Problem: Would you please copy exactly the line with "positive clicks: (96, 281)" and all lines that follow it in the data below, through the last one?

Input data:
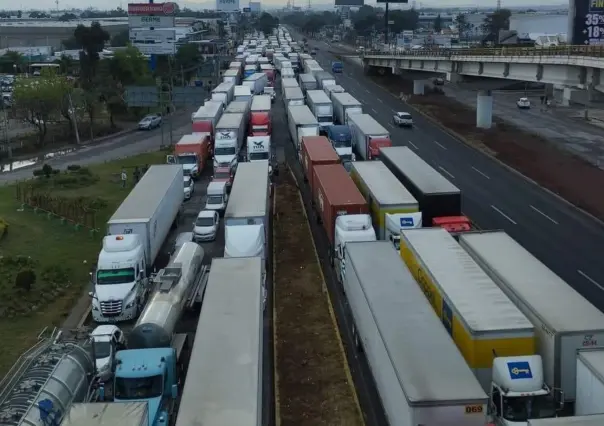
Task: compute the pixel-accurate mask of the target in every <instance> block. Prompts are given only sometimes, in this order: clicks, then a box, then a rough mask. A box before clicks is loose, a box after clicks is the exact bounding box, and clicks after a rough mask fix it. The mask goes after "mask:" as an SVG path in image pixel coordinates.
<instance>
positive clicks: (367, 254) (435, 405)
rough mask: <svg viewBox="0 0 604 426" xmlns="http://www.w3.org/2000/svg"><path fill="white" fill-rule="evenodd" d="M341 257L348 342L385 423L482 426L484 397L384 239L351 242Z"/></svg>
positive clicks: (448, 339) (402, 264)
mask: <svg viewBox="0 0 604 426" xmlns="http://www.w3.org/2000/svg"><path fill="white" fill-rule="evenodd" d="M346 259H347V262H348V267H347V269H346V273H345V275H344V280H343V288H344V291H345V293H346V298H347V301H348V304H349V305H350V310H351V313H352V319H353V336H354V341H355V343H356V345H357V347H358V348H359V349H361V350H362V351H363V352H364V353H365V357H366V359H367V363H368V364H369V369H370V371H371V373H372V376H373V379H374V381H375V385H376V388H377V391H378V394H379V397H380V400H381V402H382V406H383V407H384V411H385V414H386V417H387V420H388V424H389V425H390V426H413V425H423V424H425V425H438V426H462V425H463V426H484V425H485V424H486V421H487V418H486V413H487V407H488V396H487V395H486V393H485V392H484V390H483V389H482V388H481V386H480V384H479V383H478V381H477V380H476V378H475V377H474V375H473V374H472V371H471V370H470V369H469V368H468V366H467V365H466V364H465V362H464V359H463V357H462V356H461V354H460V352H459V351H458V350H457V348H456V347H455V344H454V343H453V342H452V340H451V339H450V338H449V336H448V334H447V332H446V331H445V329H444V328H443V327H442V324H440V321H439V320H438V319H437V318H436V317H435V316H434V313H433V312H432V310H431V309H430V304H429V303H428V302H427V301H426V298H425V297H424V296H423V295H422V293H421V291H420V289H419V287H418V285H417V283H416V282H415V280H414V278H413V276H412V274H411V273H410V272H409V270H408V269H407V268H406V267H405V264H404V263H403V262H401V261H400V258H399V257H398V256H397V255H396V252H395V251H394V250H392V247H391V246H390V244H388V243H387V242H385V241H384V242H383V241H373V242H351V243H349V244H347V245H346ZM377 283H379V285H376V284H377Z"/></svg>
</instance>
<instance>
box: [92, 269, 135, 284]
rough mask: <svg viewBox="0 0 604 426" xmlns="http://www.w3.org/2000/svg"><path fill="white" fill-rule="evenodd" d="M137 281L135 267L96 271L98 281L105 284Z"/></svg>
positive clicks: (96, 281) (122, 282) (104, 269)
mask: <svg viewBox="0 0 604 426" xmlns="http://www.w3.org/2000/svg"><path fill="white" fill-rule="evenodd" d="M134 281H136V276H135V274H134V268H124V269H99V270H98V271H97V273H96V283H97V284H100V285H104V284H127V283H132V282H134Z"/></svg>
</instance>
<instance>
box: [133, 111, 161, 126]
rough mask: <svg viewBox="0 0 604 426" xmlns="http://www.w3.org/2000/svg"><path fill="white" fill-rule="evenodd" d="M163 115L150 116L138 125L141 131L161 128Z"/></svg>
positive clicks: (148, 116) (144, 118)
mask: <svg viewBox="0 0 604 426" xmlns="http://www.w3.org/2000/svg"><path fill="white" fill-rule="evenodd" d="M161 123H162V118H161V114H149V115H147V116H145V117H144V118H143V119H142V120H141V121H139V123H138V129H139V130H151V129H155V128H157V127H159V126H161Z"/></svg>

Task result:
positive clicks: (96, 281) (122, 282) (104, 269)
mask: <svg viewBox="0 0 604 426" xmlns="http://www.w3.org/2000/svg"><path fill="white" fill-rule="evenodd" d="M134 281H136V276H135V274H134V268H124V269H99V270H98V271H97V273H96V283H97V284H100V285H104V284H127V283H132V282H134Z"/></svg>
</instance>
<instance>
box: [133, 111, 161, 126]
rough mask: <svg viewBox="0 0 604 426" xmlns="http://www.w3.org/2000/svg"><path fill="white" fill-rule="evenodd" d="M163 115L150 116L138 125L141 131L161 128Z"/></svg>
positive clicks: (148, 116) (144, 118)
mask: <svg viewBox="0 0 604 426" xmlns="http://www.w3.org/2000/svg"><path fill="white" fill-rule="evenodd" d="M161 123H162V118H161V114H149V115H147V116H145V117H144V118H143V119H142V120H141V121H139V123H138V129H139V130H151V129H155V128H157V127H159V126H161Z"/></svg>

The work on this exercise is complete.